Among the lines of the records, find all that carry the word "below" and copy them.

Saved entries:
━━━━━━━━━━━━━━━━━━━━━━━━━━━━━━

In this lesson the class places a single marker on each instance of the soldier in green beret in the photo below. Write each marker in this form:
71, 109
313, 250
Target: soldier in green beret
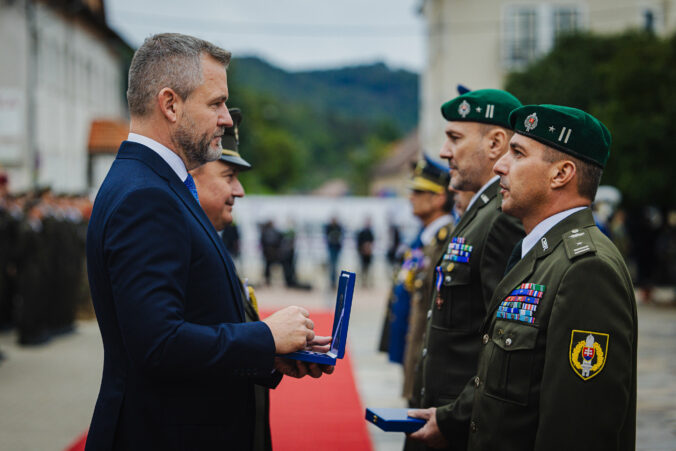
475, 255
218, 187
432, 203
557, 369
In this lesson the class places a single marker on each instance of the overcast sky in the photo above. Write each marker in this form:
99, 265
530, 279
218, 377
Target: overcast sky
293, 34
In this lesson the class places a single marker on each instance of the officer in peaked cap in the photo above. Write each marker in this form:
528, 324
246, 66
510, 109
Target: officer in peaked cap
404, 323
230, 143
474, 258
564, 316
557, 368
218, 187
432, 203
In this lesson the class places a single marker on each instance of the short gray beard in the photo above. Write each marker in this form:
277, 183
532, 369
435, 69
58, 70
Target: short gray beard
196, 150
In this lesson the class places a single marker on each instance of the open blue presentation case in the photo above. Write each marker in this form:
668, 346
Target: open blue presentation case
394, 420
341, 319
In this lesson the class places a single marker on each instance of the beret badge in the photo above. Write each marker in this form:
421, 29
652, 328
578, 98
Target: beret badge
531, 122
464, 108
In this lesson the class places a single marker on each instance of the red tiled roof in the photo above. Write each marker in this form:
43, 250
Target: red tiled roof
106, 135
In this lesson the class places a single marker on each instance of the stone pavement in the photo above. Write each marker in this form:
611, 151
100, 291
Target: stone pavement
47, 393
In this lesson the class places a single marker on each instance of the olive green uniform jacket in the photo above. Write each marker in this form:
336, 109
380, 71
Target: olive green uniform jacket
457, 312
421, 295
534, 389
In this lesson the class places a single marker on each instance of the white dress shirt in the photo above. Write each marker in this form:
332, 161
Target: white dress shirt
168, 155
539, 230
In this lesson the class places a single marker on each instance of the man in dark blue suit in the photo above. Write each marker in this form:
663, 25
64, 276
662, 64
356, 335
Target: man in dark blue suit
180, 362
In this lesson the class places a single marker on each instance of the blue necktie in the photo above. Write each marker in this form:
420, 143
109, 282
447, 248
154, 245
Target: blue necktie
190, 184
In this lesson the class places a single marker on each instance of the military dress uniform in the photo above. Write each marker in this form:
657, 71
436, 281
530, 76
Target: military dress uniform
262, 440
543, 375
473, 262
557, 368
421, 292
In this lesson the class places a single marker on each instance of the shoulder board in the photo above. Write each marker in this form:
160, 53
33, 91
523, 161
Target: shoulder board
443, 233
578, 242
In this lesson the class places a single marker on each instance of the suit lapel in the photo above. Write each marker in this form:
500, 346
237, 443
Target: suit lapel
136, 151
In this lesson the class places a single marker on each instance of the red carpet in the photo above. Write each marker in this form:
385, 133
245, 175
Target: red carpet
319, 414
312, 414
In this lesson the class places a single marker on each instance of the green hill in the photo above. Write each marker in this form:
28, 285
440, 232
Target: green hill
302, 128
372, 92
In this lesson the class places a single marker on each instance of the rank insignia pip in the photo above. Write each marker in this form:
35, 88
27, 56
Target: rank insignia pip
588, 352
464, 108
531, 122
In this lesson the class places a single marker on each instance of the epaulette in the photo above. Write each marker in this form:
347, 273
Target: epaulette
442, 233
578, 242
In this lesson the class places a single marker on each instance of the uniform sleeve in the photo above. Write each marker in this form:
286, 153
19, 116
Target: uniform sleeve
503, 235
147, 251
593, 297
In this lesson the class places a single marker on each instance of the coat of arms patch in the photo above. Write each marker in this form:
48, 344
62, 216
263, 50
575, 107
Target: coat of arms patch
588, 352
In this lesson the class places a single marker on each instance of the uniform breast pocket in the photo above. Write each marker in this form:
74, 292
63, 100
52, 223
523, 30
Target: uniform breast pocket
508, 375
455, 305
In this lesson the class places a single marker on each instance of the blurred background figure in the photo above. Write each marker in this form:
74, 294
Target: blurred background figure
409, 298
231, 240
333, 233
271, 241
394, 240
365, 241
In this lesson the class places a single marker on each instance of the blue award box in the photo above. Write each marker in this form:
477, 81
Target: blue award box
394, 420
341, 319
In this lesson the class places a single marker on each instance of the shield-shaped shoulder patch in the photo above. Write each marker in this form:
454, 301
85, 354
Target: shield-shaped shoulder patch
588, 352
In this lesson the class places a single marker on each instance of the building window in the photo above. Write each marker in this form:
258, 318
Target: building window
530, 30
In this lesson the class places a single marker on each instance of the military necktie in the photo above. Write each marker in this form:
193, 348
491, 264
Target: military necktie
514, 257
190, 184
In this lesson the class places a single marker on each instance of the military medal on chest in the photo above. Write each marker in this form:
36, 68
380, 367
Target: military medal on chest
458, 250
439, 301
522, 303
587, 353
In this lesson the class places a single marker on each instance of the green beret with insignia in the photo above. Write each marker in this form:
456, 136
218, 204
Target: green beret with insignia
566, 129
230, 142
489, 106
430, 176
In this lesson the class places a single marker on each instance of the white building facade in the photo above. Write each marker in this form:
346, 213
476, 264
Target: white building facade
477, 42
62, 68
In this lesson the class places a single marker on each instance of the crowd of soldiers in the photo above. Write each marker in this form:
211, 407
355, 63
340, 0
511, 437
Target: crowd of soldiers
42, 272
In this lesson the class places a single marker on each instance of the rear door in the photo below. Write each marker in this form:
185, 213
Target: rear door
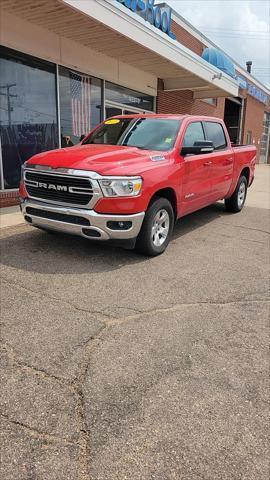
196, 190
222, 160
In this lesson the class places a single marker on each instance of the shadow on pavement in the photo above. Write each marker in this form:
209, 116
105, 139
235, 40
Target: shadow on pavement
49, 253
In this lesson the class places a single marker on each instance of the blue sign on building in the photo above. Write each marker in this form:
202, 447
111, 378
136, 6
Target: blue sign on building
160, 17
253, 91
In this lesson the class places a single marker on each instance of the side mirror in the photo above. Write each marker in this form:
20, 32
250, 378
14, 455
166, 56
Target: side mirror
199, 148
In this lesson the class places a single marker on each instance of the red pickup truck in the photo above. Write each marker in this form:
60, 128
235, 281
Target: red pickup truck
133, 176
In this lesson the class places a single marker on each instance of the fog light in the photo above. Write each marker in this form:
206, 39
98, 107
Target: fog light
121, 225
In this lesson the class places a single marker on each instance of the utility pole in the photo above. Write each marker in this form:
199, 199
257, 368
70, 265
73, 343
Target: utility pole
9, 96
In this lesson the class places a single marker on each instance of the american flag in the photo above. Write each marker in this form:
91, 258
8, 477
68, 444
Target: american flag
80, 86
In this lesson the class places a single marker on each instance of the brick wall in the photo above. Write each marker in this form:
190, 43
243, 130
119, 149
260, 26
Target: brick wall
253, 121
182, 102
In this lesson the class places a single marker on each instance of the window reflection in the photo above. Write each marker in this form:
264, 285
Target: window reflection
80, 105
28, 119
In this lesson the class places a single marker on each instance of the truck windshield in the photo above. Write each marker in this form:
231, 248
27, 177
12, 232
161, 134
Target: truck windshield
145, 133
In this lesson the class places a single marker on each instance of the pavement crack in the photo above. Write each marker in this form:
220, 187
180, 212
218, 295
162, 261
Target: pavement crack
45, 437
77, 383
244, 227
57, 299
179, 306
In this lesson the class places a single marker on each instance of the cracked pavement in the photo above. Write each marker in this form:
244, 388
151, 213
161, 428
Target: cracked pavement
120, 367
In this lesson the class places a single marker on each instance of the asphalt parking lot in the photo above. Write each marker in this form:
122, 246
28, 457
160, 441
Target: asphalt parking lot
120, 367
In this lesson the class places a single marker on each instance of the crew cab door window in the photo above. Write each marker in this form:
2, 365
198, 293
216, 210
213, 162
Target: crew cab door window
214, 132
194, 133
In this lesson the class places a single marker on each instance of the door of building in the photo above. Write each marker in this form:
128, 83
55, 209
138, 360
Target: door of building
265, 139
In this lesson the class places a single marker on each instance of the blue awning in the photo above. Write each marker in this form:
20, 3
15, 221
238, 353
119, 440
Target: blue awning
220, 60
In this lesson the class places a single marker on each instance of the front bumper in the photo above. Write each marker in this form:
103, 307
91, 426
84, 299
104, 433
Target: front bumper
83, 222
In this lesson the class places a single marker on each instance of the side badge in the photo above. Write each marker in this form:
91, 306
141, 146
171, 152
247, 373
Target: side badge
157, 158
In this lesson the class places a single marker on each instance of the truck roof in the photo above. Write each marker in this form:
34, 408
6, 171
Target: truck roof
168, 115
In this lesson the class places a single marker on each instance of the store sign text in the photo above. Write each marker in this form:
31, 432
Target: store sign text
160, 17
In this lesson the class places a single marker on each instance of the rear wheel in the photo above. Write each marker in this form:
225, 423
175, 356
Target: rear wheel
236, 202
157, 228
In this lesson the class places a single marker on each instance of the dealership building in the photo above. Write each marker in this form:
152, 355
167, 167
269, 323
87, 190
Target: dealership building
65, 65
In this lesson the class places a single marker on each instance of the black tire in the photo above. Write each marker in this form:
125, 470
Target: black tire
146, 241
236, 202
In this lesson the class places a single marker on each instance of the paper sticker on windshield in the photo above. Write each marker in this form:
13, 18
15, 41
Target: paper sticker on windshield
157, 158
112, 121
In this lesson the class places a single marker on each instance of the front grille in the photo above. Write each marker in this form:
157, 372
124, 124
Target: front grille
61, 217
58, 188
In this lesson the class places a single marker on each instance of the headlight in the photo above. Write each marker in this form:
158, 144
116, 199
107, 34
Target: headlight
121, 187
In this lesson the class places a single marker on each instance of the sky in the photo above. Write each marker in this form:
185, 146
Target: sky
240, 27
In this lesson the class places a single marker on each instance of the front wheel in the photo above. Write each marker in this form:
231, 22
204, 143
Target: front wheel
156, 229
236, 202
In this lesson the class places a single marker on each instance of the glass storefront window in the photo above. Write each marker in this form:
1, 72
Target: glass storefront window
118, 94
80, 105
28, 117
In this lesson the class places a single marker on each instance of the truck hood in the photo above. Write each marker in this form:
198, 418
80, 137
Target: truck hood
103, 159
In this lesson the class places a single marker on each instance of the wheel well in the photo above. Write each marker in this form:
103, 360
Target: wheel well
168, 193
246, 173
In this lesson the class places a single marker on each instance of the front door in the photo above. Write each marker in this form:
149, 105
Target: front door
196, 179
222, 160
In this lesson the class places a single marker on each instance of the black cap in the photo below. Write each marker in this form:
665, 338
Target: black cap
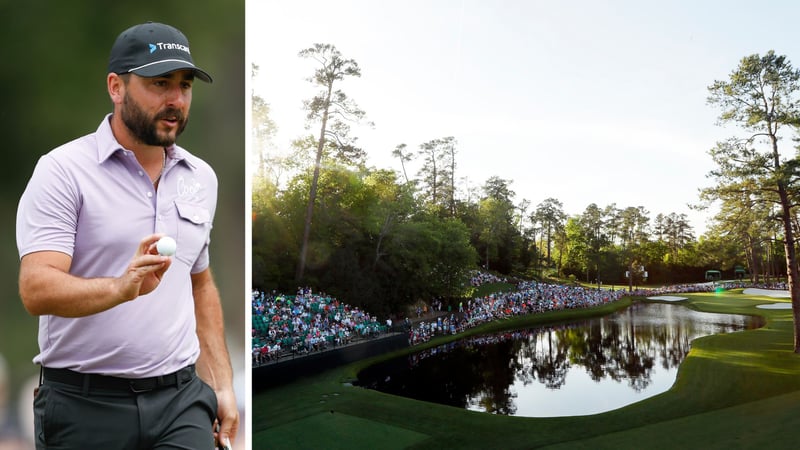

━━━━━━━━━━━━━━━━━━━━━━━━━━━━━━

TASK RESULT —
In this lesson the class places a single marker on each instance of the soldier in green beret in the photo below. Write each marker in this form:
In this lesson the class places a single marker on each instance of the rear door in the photo below. Write each marker in this form:
In this lesson the class places a single marker on each instance of the black cap in the photo below. Write each marker in this form:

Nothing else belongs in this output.